Written exercise:
Write out all the material exactly. Leave nothing out.

Supplied information:
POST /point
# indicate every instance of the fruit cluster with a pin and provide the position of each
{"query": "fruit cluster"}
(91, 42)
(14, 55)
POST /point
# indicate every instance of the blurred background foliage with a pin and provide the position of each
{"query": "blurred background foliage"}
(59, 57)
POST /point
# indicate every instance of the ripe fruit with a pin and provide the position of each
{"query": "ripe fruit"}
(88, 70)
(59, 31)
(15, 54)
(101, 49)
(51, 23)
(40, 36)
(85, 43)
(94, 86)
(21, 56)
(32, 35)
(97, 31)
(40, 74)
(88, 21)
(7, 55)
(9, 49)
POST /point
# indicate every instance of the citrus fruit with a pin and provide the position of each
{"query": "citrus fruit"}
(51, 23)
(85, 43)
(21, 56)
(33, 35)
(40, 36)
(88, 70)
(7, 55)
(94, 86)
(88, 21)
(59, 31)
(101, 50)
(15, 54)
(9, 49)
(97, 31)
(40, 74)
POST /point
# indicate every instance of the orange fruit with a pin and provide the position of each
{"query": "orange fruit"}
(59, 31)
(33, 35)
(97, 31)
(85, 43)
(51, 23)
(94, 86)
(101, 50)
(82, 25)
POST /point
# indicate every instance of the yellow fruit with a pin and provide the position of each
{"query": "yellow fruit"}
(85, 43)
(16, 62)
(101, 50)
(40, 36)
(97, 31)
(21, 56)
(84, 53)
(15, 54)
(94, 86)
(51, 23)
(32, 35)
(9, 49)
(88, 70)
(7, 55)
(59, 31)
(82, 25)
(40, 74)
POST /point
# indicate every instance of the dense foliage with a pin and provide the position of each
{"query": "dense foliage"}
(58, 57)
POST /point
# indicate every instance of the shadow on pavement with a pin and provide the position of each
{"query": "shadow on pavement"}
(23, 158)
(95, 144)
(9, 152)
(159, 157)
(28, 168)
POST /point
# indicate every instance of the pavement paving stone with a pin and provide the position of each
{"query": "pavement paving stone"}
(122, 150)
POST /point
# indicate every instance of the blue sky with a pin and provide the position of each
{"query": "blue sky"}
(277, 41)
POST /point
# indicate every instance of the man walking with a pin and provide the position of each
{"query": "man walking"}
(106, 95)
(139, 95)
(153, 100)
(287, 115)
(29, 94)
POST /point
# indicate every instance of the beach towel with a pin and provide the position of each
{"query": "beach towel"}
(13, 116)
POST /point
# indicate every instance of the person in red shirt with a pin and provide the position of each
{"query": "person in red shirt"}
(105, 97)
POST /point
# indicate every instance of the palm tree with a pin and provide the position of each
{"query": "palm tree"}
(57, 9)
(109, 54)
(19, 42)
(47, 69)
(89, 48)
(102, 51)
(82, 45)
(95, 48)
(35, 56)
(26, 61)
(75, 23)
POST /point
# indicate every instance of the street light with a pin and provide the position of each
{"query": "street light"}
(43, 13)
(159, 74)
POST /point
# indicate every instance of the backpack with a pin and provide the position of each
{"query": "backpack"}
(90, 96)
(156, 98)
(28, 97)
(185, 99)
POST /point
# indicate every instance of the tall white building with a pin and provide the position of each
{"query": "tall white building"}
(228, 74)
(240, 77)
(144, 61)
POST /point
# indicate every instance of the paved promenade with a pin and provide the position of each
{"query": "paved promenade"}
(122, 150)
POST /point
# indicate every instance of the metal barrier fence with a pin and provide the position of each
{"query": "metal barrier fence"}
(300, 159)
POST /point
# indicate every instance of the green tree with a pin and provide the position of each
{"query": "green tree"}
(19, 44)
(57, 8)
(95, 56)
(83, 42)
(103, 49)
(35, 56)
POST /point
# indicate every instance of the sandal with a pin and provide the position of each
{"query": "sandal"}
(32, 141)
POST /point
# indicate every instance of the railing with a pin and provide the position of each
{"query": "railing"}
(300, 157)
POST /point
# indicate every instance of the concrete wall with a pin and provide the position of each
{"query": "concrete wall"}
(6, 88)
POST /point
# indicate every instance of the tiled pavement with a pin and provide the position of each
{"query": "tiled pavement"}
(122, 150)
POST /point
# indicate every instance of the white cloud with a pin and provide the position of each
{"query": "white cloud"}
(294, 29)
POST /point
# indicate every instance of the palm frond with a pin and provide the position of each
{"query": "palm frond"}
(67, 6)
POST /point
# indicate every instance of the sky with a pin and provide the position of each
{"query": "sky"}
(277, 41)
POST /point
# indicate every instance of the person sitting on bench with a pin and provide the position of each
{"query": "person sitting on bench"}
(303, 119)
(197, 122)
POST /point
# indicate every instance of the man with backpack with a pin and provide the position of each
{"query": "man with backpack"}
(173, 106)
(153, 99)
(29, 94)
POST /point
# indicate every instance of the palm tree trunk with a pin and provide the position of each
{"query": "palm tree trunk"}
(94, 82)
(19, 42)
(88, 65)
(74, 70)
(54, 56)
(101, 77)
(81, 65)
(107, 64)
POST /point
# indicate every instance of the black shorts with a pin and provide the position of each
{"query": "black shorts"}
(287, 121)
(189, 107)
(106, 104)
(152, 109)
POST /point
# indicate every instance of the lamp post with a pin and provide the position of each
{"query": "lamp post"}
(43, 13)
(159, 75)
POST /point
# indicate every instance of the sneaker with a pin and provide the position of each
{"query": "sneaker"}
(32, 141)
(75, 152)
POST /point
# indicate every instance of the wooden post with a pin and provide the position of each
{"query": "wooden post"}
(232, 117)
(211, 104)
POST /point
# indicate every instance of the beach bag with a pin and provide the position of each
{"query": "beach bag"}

Solution:
POST /point
# indicate every instance of the fruit cluster with a pin and provide the position of each
{"query": "fruit cluster"}
(91, 42)
(14, 55)
POST /point
# indicate every instance of the blurred background foliage with a pin and provide the position of each
{"query": "blurred background foliage"}
(59, 57)
POST /point
# indicate every instance of the ripe fruit with a pin and provide the position of each
{"query": "ripe fruit"}
(88, 70)
(59, 31)
(15, 54)
(101, 49)
(51, 23)
(40, 36)
(85, 43)
(94, 86)
(21, 56)
(32, 35)
(97, 31)
(40, 74)
(88, 21)
(7, 55)
(9, 49)
POST /point
# indicate every instance of the citrus fruit with a pin and provide the position of each
{"query": "citrus fruit"}
(51, 23)
(85, 43)
(21, 56)
(33, 35)
(40, 36)
(88, 70)
(7, 55)
(94, 86)
(88, 21)
(59, 31)
(101, 50)
(15, 54)
(9, 49)
(97, 31)
(40, 74)
POST /point
# indicate every instance of the orange fruit with a pin and provide the position of each
{"query": "orange fruit"}
(59, 31)
(33, 35)
(97, 31)
(85, 43)
(51, 23)
(94, 86)
(101, 50)
(82, 25)
POST /point
# indicate every instance of the yellow fruit with a pin and provide the position of each
{"query": "yellow fruit"}
(85, 43)
(16, 62)
(101, 50)
(40, 36)
(97, 31)
(21, 56)
(84, 53)
(15, 54)
(94, 86)
(51, 23)
(32, 35)
(9, 49)
(88, 70)
(7, 55)
(59, 31)
(82, 25)
(40, 74)
POST /point
# indicate every instance of the dense foliage with a pin and provide the position of each
{"query": "dense foliage"}
(58, 57)
POST /point
# indicate every instance of the shadow on pavement with a pin and provide the position of each
{"query": "shadow on pavement"}
(23, 158)
(95, 144)
(9, 152)
(159, 157)
(28, 168)
POST /point
# indicate every instance of the pavement paving stone with a pin and provide the position of each
{"query": "pavement paving stone"}
(122, 150)
POST /point
# indicate every instance of the blue sky with a pin and provide the position of each
{"query": "blue sky"}
(277, 41)
POST /point
# indicate every instance of the man walking with a pin and provide the position of each
{"query": "man walking"}
(106, 95)
(139, 95)
(153, 100)
(287, 115)
(29, 94)
POST /point
# indicate every instance of the beach towel with a pin and provide the position of each
{"query": "beach towel"}
(13, 116)
POST /point
# indicate every instance of the person in red shirt with a pin and provide the position of each
{"query": "person in red shirt"}
(105, 97)
POST /point
# indicate every instance of the palm tree with a pin and provide the position of each
{"query": "palm tree"}
(57, 9)
(109, 54)
(19, 42)
(47, 69)
(89, 48)
(102, 51)
(82, 45)
(95, 48)
(35, 56)
(26, 61)
(75, 23)
POST /point
# indicate every instance of the street light with a pin and provide the position of each
{"query": "street light"}
(43, 13)
(159, 74)
POST /point
# indicate every instance of the backpack with a pin and provide the position of each
{"query": "backpack"}
(90, 96)
(156, 98)
(28, 97)
(185, 99)
POST /point
# indicate every instance of the tall white building with a pin and provide the position of each
{"query": "tall white building"}
(228, 74)
(240, 77)
(144, 61)
POST /point
# indicate every instance of the paved promenade with a pin and provide the position of each
{"query": "paved promenade"}
(122, 150)
POST /point
# indicate every instance of the metal barrier fence with a pin and provide the position of each
{"query": "metal barrier fence"}
(300, 159)
POST /point
# indicate every instance of the green tree with a pin and provide the position of each
{"query": "green tree"}
(19, 44)
(57, 8)
(95, 56)
(83, 42)
(103, 49)
(35, 56)
POST /point
# indicate every instance of the sandal with a pin and provide the position of each
{"query": "sandal"}
(32, 141)
POST /point
# indicate every instance of the railing with a pin and provide the position of each
{"query": "railing"}
(300, 157)
POST /point
# indicate every instance of the concrete wall with a pin and provide the position of each
{"query": "concrete wall"}
(6, 88)
POST /point
# indicate every instance of the tiled pavement with a pin and provide the position of each
{"query": "tiled pavement"}
(122, 150)
POST /point
# indicate every instance of the white cloud with a pin and provide the position of each
{"query": "white cloud"}
(294, 29)
POST /point
# indicate every instance of the palm frond with a pin and provide the position of each
{"query": "palm frond"}
(67, 6)
POST /point
# indicate every instance of the sky with a pin and provide the position of each
{"query": "sky"}
(277, 41)
POST /point
# indicate every instance of the person sitting on bench with a pin and provide the position of each
{"query": "person sitting on bench"}
(303, 119)
(197, 122)
POST /point
# indicate every instance of the man with backpack with a pin and provide the position of each
{"query": "man with backpack"}
(173, 106)
(153, 99)
(29, 94)
POST /point
# indicate every instance of the palm tree trunk with a pin and provide the position of each
{"query": "palm tree trunk"}
(94, 82)
(19, 42)
(88, 65)
(74, 70)
(54, 56)
(101, 77)
(81, 65)
(107, 64)
POST /point
# indicate every instance of the black shorts with a pin and provide the position of each
{"query": "black shorts"}
(287, 121)
(189, 107)
(106, 104)
(152, 109)
POST /point
# indicate every instance of the lamp post with a pin and provide the position of each
{"query": "lamp post"}
(43, 13)
(159, 75)
POST /point
# indicate every instance of the sneaker with a pin and provide the position of each
{"query": "sneaker"}
(32, 141)
(75, 152)
POST /point
# indicate every instance of the wooden post with a pin and provide the position of each
{"query": "wooden post"}
(232, 117)
(211, 104)
POST /point
# indicate every instance of the beach bag with a pin and provide the position of each
{"query": "beach bag"}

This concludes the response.